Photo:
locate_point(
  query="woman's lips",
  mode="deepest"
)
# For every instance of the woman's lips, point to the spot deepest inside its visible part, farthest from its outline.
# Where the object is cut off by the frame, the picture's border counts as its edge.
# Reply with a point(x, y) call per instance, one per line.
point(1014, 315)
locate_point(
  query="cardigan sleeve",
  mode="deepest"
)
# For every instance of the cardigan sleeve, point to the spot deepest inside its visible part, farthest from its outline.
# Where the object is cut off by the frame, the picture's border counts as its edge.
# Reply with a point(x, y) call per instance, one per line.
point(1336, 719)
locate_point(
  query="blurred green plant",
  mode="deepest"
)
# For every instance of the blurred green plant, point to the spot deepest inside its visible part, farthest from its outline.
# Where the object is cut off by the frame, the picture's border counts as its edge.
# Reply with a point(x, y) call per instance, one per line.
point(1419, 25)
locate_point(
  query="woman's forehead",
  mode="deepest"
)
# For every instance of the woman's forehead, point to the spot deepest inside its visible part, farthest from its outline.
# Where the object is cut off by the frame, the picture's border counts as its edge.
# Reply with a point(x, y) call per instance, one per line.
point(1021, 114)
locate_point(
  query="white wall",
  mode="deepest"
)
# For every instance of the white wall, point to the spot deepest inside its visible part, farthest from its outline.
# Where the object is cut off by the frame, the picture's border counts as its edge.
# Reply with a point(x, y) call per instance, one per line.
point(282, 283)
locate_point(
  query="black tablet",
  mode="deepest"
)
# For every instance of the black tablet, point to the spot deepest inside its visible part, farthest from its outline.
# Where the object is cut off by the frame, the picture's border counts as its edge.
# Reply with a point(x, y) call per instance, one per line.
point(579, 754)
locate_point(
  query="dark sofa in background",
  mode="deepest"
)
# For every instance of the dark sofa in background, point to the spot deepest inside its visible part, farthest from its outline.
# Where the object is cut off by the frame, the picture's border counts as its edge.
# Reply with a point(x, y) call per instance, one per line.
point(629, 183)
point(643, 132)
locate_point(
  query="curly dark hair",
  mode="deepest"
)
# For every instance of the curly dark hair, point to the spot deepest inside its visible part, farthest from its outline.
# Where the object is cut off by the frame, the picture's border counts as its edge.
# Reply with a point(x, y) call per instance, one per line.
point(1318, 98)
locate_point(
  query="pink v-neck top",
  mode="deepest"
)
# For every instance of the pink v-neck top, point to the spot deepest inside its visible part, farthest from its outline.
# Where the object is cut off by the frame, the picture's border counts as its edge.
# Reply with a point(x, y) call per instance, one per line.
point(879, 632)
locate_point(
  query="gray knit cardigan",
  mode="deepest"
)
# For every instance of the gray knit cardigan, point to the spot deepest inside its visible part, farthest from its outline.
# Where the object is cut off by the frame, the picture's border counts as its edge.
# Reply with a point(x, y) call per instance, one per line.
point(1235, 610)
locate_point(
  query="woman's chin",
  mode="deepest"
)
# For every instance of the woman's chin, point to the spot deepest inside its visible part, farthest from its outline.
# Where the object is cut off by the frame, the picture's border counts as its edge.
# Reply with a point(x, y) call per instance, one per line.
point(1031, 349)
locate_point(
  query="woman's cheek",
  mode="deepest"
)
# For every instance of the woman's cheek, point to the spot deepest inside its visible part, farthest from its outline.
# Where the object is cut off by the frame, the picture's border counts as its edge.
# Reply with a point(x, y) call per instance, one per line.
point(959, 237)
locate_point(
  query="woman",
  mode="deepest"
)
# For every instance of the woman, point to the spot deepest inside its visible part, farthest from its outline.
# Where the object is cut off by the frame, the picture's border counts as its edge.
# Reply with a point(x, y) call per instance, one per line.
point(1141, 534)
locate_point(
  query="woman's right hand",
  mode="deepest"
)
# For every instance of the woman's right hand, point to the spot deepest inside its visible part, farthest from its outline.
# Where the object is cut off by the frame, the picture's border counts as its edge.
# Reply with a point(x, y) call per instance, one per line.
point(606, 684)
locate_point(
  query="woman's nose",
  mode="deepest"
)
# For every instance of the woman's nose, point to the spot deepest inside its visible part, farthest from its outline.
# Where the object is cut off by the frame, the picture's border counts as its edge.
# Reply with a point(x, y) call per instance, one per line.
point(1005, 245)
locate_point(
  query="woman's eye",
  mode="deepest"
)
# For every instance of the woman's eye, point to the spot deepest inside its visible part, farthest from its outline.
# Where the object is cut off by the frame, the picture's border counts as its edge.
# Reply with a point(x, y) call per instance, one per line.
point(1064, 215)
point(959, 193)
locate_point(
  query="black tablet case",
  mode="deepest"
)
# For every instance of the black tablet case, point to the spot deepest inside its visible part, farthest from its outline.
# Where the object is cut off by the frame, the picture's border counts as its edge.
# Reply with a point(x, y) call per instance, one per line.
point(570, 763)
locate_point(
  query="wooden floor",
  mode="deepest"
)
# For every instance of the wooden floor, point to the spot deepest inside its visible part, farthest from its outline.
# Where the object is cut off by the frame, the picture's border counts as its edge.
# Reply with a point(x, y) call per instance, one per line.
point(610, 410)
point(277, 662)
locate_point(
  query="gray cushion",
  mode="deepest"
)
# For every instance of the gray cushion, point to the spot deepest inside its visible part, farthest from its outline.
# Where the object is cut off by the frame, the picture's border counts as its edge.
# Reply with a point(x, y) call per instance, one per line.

## [PROBLEM TO WORK ON]
Repeat every record exactly as written, please.

## [WORKED ANSWER]
Photo:
locate_point(
  query="woman's lips",
  mode="deepest"
)
# For every instance of the woman's lips, point to the spot deepest inside its visible part, farthest from its outline.
# Where the object is cut off by the frame, the picture's border counts as its edge.
# Reply with a point(x, y) call per instance, one per line.
point(1014, 315)
locate_point(
  query="cardigan sleeve",
  mode="deepest"
)
# For every instance of the cardigan sleeve, point to the spot deepest inside its visible part, farthest from its outline.
# Where the object is cut off by the frame, the picture's border counts as its edge.
# Reply with a point(x, y) call per instance, one per line.
point(1336, 719)
locate_point(
  query="blurred green plant",
  mode="deepest"
)
# For every instance of the blurred green plant, point to the spot deepest inside its visible part, farthest from its outline.
# Where the object is cut off by the frame, the picture's border counts as its edge.
# Reply with a point(x, y) call per instance, one per line.
point(1419, 25)
locate_point(
  query="woman's forehead",
  mode="deepest"
)
# For every instance of the woman's forehead, point to the spot deepest inside its visible part, farthest from its outline.
# Where the object is cut off by the frame, the picture's border counts as its edge.
# Reply with a point(x, y) call per instance, one per line.
point(1021, 114)
locate_point(
  query="white wall",
  mode="deepest"
)
# For every instance of the white wall, point to the spot deepest inside its visible part, farthest from its outline.
# Where the object is cut off by the frame, the picture's border counts as its edge.
# Reply with a point(x, y) call per instance, one per line.
point(282, 283)
locate_point(
  query="black tablet",
  mode="deepest"
)
# For every instance of the black tablet, point to the spot deepest inside its visible part, farthest from its outline.
# Where the object is cut off by the frame, the picture's border counts as its edge.
# Reply with a point(x, y) call per instance, one per line.
point(579, 754)
locate_point(
  query="dark sofa in background",
  mode="deepest"
)
# For every instance of the dark sofa in background, point to the spot deepest inside its visible part, farthest from its outline.
# Where the object is cut off by the frame, the picture's border counts as its edge.
# Reply with a point(x, y) call per instance, one per line.
point(629, 183)
point(643, 132)
locate_point(
  query="curly dark hair",
  mode="deepest"
)
# For every instance of the curly dark hair, point to the spot deepest inside its visible part, farthest from its outline.
# Where the object is cut off by the frame, the picture's border counts as its edge.
# Reply with a point(x, y) call per instance, one per line.
point(1318, 98)
locate_point(
  query="pink v-neck top",
  mode="deepest"
)
# For every instance of the pink v-neck top, point to the spot deepest inside its visible part, farthest from its outline.
# Where the object is cut off by the frame, the picture's border counts as its edge.
# Reply with a point(x, y) call per instance, one per line.
point(879, 632)
locate_point(
  query="gray knit cardigan",
  mode="deepest"
)
# For every instance of the gray knit cardigan, point to the spot deepest inside its visible part, farthest from its outline.
# Where the object is cut off by the frame, the picture's border counts as its edge.
# Reply with a point(x, y) call per instance, one per line.
point(1235, 610)
locate_point(
  query="woman's chin",
  mode="deepest"
)
# For every instance of the woman's chin, point to the spot deepest inside its visible part, farthest from its outline.
# Where the object is cut off by the frame, the picture's border counts as its edge.
# Reply with a point(x, y) call per instance, one per line.
point(1031, 349)
locate_point(
  query="woman's cheek",
  mode="deepest"
)
# For every instance of the woman's cheek, point to the spot deepest inside its visible part, farthest from its outline.
# Where the object is cut off by the frame, the picture's border counts as its edge.
# Reply with a point(x, y) call per instance, one per line.
point(959, 237)
locate_point(
  query="woman",
  mode="deepest"
)
# For every instance of the woman, point to the spot deepest inside its visible part, farthest from its outline.
# Where the object is cut off by the frame, the picture's border counts as its edge.
# Reply with a point(x, y) call per instance, one per line.
point(1141, 534)
locate_point(
  query="woman's right hand",
  mode="deepest"
)
# For every instance of the woman's right hand, point to the spot deepest inside its visible part, farthest from its outline.
# Where the object is cut off by the frame, the picture's border counts as its edge.
# Reply with a point(x, y) call per instance, one per line.
point(606, 684)
locate_point(
  query="woman's nose",
  mode="deepest"
)
# For every instance of the woman's nose, point to the spot deepest inside its visible part, farthest from its outline.
# Where the object is cut off by the frame, the picture's border counts as its edge.
# Reply with a point(x, y) call per instance, one per line.
point(1005, 245)
locate_point(
  query="woman's eye",
  mode="deepest"
)
# For every instance of the woman's eye, point to the spot deepest inside its visible part, farthest from its outline.
# Where the object is cut off by the frame, the picture's border counts as its edge.
# Reply with a point(x, y) call per instance, one per line.
point(1064, 215)
point(959, 193)
locate_point(
  query="black tablet case",
  mode="deepest"
)
# For every instance of the black tablet case, point to the spot deepest inside its visible part, farthest from its outline.
# Where the object is cut off by the frame, the picture's border counts as its edge.
# Reply with a point(x, y) call per instance, one per line.
point(570, 763)
locate_point(
  query="wooden floor",
  mode="deepest"
)
# For every instance of the wooden floor, point to the spot deepest inside its visible part, farthest from its outline.
# Where the object is cut off by the frame, the picture's border counts as its edge.
# Reply with a point(x, y) call per instance, one per line.
point(610, 410)
point(277, 662)
locate_point(
  query="gray cushion",
  mode="deepest"
)
# For every instance of the gray cushion, point to the spot deepest inside its visible part, farthest from its outline.
# Where the object is cut off by the frame, the picture's border counts as its edge.
# Reply with a point(x, y) call per instance, one per line.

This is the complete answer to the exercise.